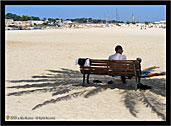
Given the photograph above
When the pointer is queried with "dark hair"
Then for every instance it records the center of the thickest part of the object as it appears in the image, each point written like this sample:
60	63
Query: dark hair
-----
## Task objective:
Reproduce the listing above with every occurrence of "pointer" replaced by "locator" and everything else unchanged. Omit the pictures from your output.

## Correct result:
Given the photograph above
When the locator is queried with "dark hair"
Then for every instance it records the center of the thickest part of the object as it appears in the image, each point written like this sample:
60	63
Query: dark hair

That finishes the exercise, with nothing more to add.